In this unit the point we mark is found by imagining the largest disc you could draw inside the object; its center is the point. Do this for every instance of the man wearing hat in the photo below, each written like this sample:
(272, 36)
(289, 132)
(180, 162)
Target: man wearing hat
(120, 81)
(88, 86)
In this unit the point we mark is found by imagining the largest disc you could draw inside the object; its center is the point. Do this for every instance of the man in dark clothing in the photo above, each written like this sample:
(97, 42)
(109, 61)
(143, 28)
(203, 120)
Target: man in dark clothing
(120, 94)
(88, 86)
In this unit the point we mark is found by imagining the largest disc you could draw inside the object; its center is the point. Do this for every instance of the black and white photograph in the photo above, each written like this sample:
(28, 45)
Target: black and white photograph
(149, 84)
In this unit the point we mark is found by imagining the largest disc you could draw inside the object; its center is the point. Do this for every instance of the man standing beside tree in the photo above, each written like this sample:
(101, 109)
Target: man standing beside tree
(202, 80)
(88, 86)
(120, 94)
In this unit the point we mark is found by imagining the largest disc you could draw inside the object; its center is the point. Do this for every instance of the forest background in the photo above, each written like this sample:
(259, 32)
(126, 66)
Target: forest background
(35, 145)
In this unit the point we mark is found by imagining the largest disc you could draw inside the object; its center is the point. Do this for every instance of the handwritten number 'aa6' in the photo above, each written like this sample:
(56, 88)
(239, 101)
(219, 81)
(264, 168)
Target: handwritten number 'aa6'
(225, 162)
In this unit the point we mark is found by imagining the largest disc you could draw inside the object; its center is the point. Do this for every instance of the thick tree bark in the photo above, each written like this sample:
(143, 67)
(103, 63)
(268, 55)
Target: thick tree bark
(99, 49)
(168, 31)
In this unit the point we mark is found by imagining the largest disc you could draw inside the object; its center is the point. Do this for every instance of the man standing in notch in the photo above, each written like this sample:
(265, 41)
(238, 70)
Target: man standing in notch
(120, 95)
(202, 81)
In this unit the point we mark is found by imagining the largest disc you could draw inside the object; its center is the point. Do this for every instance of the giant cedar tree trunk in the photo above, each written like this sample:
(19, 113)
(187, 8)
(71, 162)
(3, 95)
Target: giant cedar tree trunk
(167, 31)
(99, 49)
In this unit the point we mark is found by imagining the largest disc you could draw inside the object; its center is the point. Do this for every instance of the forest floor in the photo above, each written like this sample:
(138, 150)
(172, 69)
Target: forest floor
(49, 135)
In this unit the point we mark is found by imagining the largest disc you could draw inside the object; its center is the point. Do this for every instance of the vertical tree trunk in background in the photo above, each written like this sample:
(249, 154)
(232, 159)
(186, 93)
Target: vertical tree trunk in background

━━━━

# PROBLEM DETAILS
Please reproduce the entire listing, exactly as shown.

# COMPLETE OUTPUT
In this unit the point we mark is found by imagining the largest disc you could draw inside the object; its center is the point. Do this for every instance of the man wearing hat in the photo below, each written like this sample:
(272, 36)
(289, 132)
(180, 162)
Target: man wearing hat
(120, 81)
(88, 86)
In this unit the point we mark is found by imagining the largest disc you could draw inside the object; its center is the point. Do this for every instance of the man in dark clothing in the photo above, each written like this sample:
(97, 42)
(109, 61)
(143, 28)
(203, 120)
Target: man in dark clothing
(120, 94)
(88, 86)
In this unit the point we mark is found by imagining the largest disc you could draw inside the object; its center is the point. Do this for every instance of the black and white photograph in the photo above, each written like this sample:
(28, 45)
Target: black and white photograph
(149, 84)
In this unit the point we mark is found by imagining the largest disc you could draw inside the object; its center is the point. Do this for every instance of the man standing beside tree in the photo above, each written like this sample:
(101, 109)
Target: man standing beside tree
(202, 80)
(88, 86)
(120, 94)
In this unit the point we mark is found by imagining the largest disc you could draw inside the object; its center is the point. Do this for every instance of the forest background in the photo above, each written like this sample:
(259, 32)
(126, 66)
Target: forest background
(35, 145)
In this unit the point we mark is found by imagining the largest disc you could draw inside the object; its center is the point. Do this for every instance of the handwritten number 'aa6' in the photo above, each written like this sample:
(56, 88)
(239, 101)
(219, 81)
(264, 168)
Target: handwritten number 'aa6'
(225, 162)
In this unit the point we mark is found by imagining the largest disc you could draw inside the object; its center is the point. Do this for every instance of the thick tree bark in the photo above, each written like this sample:
(143, 67)
(103, 63)
(268, 55)
Target: thick tree bark
(99, 49)
(168, 31)
In this unit the point we mark is found by imagining the largest disc you could draw inside the object; its center is the point. Do this for every instance of the man standing in notch in the photo above, each written like this sample:
(265, 41)
(238, 70)
Target: man standing in notch
(120, 95)
(202, 81)
In this unit the point we mark is found by imagining the largest disc you could draw inside the object; its center is the point. Do this for every instance of the giant cedar tree trunk in the photo above, each written like this sample:
(19, 113)
(187, 8)
(71, 162)
(3, 95)
Target: giant cedar tree trunk
(167, 31)
(99, 49)
In this unit the point we mark is found by imagining the largest disc you could draw inside the object; its center is the point. Do this for every instance of the forest floor in the photo above, each written like this sample:
(138, 150)
(172, 69)
Target: forest floor
(49, 135)
In this unit the point we mark is found by imagining the largest disc you could draw inside the object; its center is the point. Do this for every instance of the vertical tree trunk in background in the photo above, each written like this sample:
(249, 154)
(232, 159)
(186, 93)
Target: vertical tree trunk in background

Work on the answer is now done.